- Source passage -
____
It was tough going: initially both unemployment and inflation rose. 364 economists condemned her policies in the Times in 1981. But the Lady was not for turning, and her persistence was rewarded.
Inflation fell to single digits for most of the 80s. The union barons fell in the Miners Strike. Unemployment steadily fell, but never again reached the artificial lows of the 60s and 70s. The economy went into a long period of boom, and proved resilient against the downturns of the early 90s.
Consider the alternative. Industries with no future on permanent life support. An economy locked into a downward death-spiral. If we’d carried on down that path of ruin all of us would be far worse off today.
Thatcher’s legacy is often criticised. The conventional wisdom is that poverty got worse during her premiership. Indeed, relative poverty shot up. But so did the poverty line itself. If you use a fixed measure of poverty instead of a constantly shifting one, then poverty actually fell from 1982 to 198812.
____
- Data shown -

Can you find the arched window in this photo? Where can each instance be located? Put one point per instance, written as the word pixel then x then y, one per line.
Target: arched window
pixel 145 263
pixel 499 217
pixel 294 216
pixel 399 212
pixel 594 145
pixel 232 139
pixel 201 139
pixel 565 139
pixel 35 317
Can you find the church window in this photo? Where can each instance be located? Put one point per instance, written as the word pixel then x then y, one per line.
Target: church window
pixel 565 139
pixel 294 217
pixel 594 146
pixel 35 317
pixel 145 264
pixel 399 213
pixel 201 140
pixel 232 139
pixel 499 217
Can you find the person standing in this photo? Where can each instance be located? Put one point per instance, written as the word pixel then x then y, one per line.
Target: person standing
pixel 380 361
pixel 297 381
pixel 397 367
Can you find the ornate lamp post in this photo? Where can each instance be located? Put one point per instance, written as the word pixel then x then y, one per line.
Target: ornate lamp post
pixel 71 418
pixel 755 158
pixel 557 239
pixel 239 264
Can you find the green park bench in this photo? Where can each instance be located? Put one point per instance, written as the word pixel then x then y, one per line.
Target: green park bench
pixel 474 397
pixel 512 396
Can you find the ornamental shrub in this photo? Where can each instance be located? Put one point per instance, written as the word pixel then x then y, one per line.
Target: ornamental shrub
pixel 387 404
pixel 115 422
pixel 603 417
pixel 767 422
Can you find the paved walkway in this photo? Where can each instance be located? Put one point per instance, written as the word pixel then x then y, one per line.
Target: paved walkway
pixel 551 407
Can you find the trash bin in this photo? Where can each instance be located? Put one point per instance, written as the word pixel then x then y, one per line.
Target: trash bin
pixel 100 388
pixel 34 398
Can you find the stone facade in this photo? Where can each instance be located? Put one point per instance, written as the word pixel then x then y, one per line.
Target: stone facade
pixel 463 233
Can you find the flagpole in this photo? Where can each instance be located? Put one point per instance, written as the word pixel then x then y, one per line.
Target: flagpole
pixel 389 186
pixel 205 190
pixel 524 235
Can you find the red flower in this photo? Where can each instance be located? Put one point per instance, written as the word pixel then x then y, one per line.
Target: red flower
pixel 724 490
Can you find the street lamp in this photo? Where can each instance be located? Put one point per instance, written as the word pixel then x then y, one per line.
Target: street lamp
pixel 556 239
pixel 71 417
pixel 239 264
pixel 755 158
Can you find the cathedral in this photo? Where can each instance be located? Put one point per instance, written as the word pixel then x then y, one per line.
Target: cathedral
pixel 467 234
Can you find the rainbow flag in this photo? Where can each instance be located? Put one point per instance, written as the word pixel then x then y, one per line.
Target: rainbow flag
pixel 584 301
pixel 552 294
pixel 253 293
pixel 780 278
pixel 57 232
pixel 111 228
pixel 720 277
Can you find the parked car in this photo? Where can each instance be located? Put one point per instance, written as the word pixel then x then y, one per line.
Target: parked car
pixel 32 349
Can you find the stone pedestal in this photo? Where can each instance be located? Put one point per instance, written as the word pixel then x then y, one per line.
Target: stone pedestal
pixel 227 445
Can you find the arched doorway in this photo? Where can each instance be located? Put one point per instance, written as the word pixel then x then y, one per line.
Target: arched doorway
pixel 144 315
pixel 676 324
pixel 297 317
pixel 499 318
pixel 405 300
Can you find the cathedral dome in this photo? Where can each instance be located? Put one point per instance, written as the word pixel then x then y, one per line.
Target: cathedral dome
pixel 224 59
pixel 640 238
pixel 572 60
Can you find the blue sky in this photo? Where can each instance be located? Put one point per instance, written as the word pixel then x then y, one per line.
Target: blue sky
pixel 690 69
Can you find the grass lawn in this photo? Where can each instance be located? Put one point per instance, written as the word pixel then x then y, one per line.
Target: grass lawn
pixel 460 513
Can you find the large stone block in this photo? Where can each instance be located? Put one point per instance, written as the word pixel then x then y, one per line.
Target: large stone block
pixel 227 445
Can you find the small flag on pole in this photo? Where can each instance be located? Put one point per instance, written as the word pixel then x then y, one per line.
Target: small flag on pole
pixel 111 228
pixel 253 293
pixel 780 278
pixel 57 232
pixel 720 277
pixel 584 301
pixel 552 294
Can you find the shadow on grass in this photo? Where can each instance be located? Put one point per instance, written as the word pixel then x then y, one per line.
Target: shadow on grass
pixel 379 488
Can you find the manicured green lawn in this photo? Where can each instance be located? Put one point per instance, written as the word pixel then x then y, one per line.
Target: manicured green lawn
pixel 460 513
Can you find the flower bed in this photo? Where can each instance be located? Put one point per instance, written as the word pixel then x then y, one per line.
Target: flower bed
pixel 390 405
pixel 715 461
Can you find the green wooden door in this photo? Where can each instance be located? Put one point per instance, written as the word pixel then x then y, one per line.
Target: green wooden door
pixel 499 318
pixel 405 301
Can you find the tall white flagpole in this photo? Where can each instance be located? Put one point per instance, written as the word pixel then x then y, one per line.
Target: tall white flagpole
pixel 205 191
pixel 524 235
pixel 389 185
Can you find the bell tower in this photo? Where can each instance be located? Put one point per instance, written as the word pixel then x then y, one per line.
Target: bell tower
____
- Required work -
[1] Render into Spanish this sentence from the passage on Thatcher's economic policies: "The economy went into a long period of boom, and proved resilient against the downturns of the early 90s."
[2] Reproduce word for word everything in the passage on Thatcher's economic policies from "Inflation fell to" down to "worse off today.".
Rely solely on the passage on Thatcher's economic policies when responding.

- Results in order -
[1] La economía entró en un largo período de auge y demostró ser resistente frente a las recesiones de principios de los años 90.

[2]
Inflation fell to single digits for most of the 80s. The union barons fell in the Miners Strike. Unemployment steadily fell, but never again reached the artificial lows of the 60s and 70s. The economy went into a long period of boom, and proved resilient against the downturns of the early 90s.
Consider the alternative. Industries with no future on permanent life support. An economy locked into a downward death-spiral. If we’d carried on down that path of ruin all of us would be far worse off today.